- _What is required_:
Please find every line in the material below that contains the string "Input", and copy each of those lines out in full.

- _Material for this exercise_:
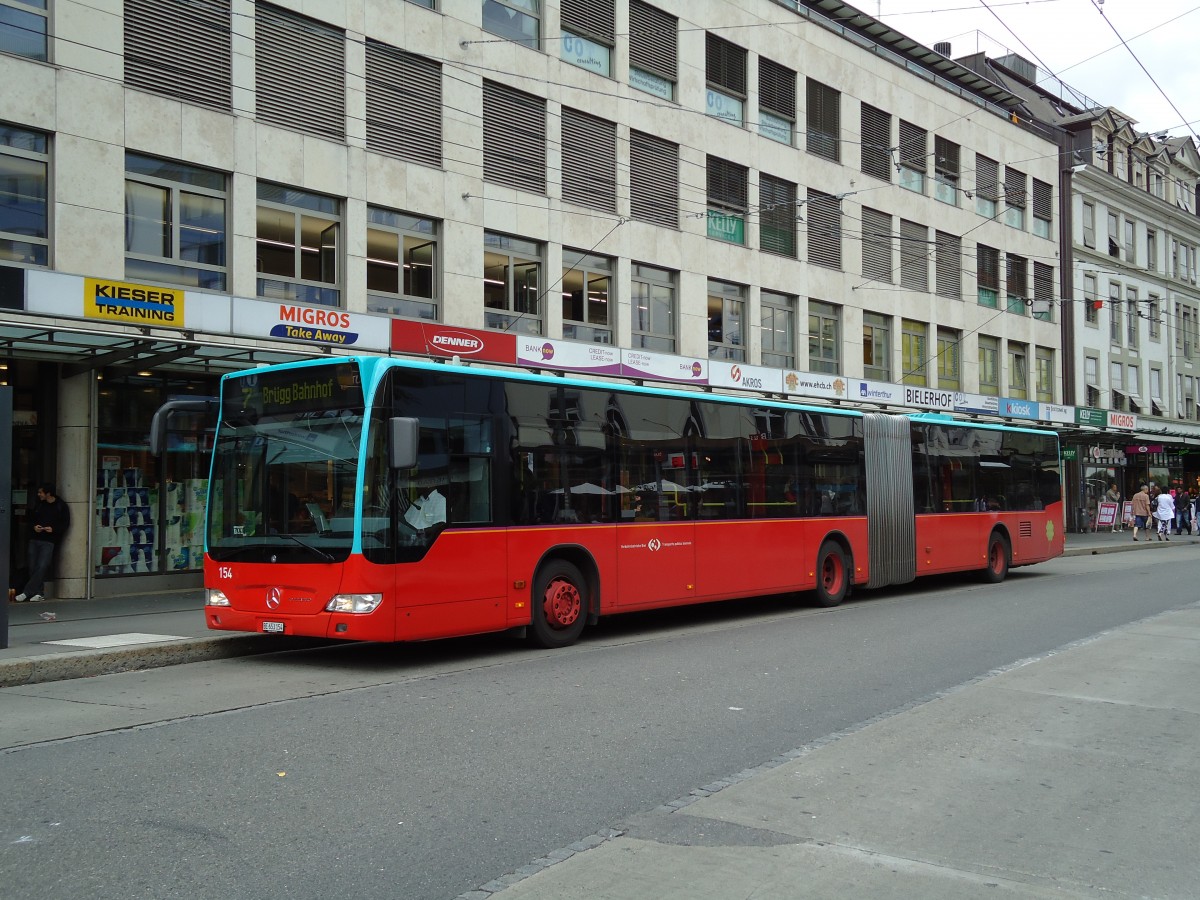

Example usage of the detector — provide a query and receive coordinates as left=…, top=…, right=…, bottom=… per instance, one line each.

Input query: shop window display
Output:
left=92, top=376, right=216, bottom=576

* * *

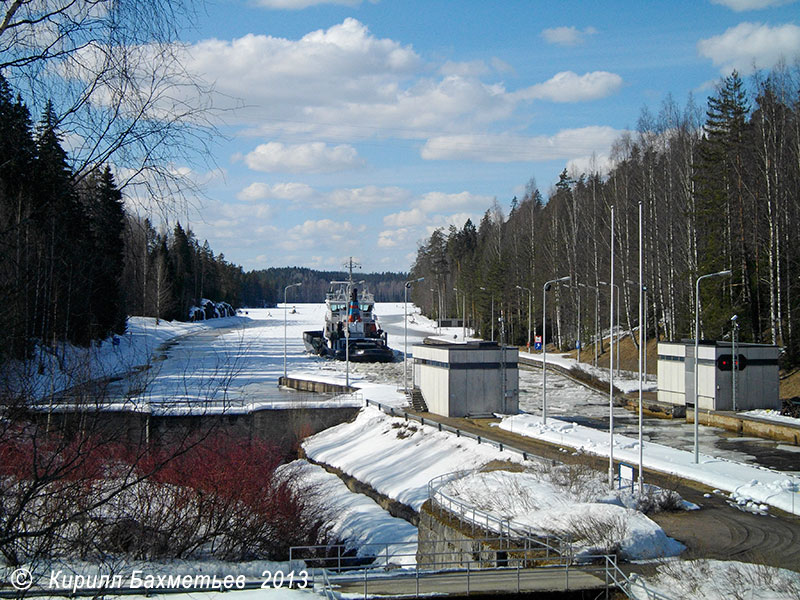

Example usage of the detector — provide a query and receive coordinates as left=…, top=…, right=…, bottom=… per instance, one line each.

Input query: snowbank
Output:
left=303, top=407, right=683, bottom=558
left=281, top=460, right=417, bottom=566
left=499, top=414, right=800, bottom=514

...

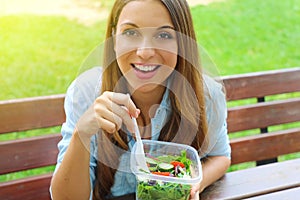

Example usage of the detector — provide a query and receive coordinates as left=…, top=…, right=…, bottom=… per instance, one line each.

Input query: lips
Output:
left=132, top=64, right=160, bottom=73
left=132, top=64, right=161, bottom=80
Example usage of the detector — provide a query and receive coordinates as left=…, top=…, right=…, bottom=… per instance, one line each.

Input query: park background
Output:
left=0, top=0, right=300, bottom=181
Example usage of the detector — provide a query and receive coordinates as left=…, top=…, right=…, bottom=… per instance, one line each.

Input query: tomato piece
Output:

- _Result of this exercise_:
Input query: shop window display
Input query: snowbank
Input query: lips
Input query: park background
Input query: tomato piece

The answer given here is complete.